EXCERPTED DATA Start Marker
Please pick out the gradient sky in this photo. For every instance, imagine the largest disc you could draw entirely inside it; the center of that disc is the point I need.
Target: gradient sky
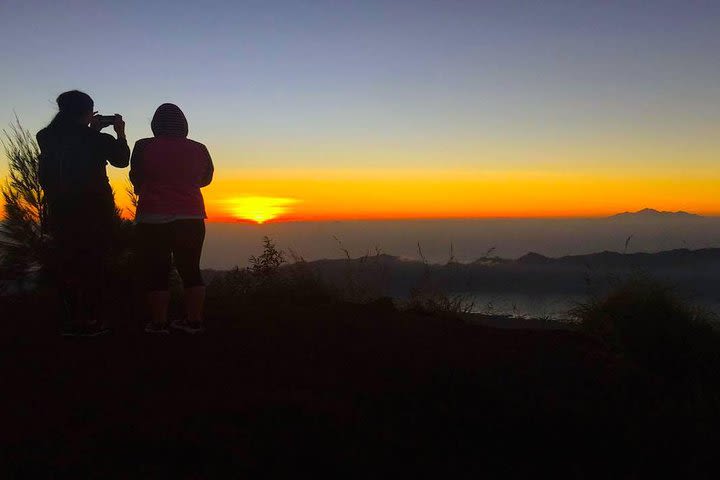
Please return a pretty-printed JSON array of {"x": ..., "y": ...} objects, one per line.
[{"x": 398, "y": 109}]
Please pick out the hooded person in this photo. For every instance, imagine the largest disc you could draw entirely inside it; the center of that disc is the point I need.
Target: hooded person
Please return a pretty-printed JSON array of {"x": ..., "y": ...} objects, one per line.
[{"x": 167, "y": 172}]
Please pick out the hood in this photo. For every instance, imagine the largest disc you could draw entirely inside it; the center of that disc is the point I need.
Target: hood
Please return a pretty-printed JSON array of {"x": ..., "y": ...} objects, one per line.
[{"x": 169, "y": 121}]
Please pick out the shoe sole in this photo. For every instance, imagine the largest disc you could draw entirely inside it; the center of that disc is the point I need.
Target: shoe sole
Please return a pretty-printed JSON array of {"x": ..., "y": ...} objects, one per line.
[{"x": 187, "y": 329}]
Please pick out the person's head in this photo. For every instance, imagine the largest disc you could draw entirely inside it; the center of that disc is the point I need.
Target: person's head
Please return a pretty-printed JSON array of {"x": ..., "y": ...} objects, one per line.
[
  {"x": 75, "y": 107},
  {"x": 169, "y": 121}
]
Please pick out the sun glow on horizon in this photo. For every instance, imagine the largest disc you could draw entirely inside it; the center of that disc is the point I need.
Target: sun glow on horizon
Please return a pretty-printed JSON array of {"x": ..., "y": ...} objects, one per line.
[{"x": 259, "y": 209}]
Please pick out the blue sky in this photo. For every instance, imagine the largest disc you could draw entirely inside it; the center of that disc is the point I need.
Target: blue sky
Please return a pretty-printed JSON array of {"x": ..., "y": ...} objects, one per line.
[{"x": 545, "y": 86}]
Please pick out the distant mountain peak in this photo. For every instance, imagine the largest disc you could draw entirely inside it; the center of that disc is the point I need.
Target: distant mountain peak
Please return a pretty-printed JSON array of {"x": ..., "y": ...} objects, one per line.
[{"x": 652, "y": 213}]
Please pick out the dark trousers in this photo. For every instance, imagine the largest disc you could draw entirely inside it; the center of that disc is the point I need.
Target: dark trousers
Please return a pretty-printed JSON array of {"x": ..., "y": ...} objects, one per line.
[
  {"x": 159, "y": 244},
  {"x": 81, "y": 229}
]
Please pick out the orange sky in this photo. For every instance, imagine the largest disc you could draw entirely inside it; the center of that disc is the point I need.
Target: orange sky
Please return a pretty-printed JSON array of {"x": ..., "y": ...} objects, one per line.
[{"x": 265, "y": 195}]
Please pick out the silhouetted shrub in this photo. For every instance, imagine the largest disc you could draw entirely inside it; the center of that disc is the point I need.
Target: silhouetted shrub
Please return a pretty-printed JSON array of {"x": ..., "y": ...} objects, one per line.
[
  {"x": 428, "y": 298},
  {"x": 648, "y": 322},
  {"x": 269, "y": 279}
]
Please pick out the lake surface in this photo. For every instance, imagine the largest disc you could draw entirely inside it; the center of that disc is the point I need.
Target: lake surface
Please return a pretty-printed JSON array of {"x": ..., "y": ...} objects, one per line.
[{"x": 550, "y": 307}]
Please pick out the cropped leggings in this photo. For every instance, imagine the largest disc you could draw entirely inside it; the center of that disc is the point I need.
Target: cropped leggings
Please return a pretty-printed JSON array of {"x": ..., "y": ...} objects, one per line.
[{"x": 159, "y": 244}]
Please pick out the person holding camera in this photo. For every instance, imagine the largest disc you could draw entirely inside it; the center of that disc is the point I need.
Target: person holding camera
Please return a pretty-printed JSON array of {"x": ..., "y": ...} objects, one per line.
[
  {"x": 167, "y": 172},
  {"x": 80, "y": 203}
]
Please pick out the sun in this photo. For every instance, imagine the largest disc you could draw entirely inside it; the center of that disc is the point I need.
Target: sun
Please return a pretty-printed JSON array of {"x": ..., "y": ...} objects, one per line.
[{"x": 259, "y": 209}]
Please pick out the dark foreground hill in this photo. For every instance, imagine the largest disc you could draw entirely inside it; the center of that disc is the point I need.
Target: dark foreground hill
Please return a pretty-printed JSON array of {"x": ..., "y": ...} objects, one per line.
[
  {"x": 361, "y": 391},
  {"x": 694, "y": 273}
]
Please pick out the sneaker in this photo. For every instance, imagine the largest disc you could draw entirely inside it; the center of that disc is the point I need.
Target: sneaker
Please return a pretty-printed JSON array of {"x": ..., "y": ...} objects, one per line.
[
  {"x": 94, "y": 332},
  {"x": 85, "y": 332},
  {"x": 156, "y": 329},
  {"x": 191, "y": 328}
]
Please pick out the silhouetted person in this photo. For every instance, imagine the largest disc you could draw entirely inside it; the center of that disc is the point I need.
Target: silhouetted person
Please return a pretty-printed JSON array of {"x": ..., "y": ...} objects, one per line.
[
  {"x": 167, "y": 172},
  {"x": 81, "y": 207}
]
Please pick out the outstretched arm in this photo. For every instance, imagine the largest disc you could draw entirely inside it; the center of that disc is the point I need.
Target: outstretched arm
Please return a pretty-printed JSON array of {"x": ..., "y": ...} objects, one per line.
[
  {"x": 209, "y": 169},
  {"x": 117, "y": 151},
  {"x": 136, "y": 162}
]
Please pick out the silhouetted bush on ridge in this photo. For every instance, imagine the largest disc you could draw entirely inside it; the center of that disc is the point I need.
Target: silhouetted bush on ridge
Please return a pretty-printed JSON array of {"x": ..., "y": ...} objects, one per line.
[{"x": 649, "y": 323}]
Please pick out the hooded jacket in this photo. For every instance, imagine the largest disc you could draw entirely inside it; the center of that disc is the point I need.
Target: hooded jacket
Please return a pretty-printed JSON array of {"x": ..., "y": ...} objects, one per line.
[{"x": 168, "y": 170}]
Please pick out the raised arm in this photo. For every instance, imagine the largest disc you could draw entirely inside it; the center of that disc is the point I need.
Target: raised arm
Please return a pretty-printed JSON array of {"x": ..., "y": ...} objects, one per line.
EXCERPTED DATA End Marker
TASK OBJECTIVE =
Taking the listing line by line, count those with the word "sneaker" and report that number only.

RESULT OF THE EXERCISE =
2